*Natural language region descriptions*:
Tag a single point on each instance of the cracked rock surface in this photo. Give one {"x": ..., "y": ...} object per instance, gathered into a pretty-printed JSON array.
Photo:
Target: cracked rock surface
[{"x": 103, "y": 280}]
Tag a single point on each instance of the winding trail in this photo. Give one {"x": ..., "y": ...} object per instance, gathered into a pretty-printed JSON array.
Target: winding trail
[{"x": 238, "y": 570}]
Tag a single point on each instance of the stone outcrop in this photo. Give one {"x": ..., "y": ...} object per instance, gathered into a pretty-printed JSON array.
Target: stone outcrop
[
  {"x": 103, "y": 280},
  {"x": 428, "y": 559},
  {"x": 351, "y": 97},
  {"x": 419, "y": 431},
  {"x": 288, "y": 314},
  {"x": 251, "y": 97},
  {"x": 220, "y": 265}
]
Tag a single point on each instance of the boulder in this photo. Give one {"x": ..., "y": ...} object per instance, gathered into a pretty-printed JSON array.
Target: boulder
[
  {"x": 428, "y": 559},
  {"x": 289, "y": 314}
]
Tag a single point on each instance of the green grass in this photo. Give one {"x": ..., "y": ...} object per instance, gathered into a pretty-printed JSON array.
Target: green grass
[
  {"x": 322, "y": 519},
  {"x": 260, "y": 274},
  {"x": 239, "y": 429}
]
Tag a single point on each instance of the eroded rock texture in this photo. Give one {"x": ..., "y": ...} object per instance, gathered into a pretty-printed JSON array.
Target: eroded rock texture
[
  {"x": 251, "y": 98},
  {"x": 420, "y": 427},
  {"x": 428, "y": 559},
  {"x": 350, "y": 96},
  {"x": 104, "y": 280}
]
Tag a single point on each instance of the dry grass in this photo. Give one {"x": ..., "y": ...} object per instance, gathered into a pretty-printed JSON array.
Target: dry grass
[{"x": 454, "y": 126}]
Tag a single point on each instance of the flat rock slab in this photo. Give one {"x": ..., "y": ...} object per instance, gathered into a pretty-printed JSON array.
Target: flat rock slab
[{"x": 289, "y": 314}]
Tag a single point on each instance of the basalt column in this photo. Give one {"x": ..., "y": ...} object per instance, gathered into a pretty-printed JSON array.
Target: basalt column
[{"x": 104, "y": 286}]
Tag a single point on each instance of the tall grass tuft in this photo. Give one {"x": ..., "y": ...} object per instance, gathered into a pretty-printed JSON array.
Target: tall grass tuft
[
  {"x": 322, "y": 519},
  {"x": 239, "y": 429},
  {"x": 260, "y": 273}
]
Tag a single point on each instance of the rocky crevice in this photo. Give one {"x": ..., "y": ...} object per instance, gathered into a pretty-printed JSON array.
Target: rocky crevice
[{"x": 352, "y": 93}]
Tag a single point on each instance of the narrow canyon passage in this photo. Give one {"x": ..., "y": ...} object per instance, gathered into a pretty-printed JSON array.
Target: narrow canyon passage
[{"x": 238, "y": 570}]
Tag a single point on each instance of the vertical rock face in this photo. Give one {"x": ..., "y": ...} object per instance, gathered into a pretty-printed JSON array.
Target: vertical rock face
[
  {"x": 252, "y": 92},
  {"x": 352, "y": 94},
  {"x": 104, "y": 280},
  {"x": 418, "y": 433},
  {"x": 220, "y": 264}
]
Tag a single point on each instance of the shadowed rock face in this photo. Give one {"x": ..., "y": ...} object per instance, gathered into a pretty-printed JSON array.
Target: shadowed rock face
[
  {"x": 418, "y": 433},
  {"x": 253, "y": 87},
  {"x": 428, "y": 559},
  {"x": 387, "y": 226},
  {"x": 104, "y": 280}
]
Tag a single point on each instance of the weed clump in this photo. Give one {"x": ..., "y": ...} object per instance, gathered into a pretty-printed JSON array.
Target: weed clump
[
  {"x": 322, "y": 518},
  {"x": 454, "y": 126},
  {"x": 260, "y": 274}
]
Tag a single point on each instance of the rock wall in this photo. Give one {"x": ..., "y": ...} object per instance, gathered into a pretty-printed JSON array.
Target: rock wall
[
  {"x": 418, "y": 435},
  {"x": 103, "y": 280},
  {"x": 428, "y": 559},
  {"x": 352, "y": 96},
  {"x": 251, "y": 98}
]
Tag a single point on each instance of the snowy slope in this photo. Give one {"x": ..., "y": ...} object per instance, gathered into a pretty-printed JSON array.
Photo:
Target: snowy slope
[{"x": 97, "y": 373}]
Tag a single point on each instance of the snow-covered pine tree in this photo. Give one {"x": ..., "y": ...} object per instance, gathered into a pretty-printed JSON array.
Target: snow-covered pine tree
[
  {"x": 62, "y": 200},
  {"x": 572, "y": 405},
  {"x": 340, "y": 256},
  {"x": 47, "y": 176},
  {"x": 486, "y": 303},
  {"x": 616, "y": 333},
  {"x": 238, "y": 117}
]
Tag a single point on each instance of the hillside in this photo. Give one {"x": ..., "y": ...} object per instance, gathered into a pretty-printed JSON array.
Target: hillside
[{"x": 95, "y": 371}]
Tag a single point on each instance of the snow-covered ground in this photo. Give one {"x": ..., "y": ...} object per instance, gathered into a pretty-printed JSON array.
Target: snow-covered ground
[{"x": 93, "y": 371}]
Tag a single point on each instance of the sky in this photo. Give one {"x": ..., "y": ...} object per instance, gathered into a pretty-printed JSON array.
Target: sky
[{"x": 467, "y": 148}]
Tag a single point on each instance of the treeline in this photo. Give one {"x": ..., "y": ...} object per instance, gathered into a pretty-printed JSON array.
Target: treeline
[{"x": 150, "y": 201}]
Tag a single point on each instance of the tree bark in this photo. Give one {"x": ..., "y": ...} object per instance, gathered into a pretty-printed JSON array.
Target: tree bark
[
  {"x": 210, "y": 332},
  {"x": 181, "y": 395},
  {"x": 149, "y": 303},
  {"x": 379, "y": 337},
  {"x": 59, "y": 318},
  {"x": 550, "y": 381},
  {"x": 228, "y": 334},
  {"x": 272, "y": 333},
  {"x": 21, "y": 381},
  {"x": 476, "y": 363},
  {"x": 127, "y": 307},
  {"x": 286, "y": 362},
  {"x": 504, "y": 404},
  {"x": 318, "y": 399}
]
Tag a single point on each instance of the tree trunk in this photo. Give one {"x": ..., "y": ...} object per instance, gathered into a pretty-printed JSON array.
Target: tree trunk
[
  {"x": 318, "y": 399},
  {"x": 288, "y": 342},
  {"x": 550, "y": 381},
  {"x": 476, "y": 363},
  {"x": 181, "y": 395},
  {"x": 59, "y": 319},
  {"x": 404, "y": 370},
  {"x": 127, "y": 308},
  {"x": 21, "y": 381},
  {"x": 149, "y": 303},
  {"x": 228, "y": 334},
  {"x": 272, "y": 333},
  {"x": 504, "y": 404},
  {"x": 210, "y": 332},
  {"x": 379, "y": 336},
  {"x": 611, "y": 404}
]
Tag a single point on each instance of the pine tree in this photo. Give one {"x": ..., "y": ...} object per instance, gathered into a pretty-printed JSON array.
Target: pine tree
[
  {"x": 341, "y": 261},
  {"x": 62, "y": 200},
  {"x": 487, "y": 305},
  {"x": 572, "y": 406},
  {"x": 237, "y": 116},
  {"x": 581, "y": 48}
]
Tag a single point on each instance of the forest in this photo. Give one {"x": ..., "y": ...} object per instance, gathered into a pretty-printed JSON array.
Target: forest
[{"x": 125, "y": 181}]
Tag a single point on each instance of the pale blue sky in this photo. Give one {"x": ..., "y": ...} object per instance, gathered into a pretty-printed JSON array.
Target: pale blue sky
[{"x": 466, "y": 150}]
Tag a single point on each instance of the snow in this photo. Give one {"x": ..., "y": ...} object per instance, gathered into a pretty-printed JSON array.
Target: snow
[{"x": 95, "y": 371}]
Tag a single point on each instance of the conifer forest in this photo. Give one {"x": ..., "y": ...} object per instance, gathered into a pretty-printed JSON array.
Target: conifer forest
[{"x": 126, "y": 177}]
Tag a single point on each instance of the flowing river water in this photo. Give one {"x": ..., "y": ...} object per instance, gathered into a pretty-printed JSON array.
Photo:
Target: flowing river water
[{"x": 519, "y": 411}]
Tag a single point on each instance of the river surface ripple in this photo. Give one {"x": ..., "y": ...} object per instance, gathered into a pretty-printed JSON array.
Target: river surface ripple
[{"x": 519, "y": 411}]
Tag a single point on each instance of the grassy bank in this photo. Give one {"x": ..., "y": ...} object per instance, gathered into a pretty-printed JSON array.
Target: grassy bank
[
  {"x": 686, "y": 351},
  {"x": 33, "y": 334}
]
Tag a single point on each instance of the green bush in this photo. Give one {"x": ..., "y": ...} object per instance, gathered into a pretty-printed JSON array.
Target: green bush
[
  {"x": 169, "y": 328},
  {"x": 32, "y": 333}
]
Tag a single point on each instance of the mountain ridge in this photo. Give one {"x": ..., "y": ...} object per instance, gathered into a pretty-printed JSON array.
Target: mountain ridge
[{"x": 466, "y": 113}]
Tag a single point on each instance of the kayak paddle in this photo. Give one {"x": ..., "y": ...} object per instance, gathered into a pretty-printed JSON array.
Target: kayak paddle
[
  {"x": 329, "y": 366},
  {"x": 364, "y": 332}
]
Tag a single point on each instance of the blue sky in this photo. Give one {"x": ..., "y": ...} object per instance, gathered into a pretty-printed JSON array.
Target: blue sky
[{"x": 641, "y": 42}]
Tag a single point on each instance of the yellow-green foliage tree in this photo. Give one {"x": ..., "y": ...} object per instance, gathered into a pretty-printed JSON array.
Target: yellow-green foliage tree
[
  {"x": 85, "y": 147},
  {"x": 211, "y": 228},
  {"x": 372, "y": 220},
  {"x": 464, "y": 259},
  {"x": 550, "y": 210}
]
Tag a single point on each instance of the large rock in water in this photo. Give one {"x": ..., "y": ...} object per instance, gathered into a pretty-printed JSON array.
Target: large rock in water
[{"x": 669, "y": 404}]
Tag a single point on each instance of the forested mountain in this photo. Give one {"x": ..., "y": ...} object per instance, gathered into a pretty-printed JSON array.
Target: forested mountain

*What the task requires*:
Which lines in the records above include the word "forested"? Copy them out.

*Worked solution*:
Tag a single point on each instance of the forested mountain in this photo. Give one {"x": ..., "y": ...} object per instance, gathered into a pretty-printed JSON array.
Target: forested mountain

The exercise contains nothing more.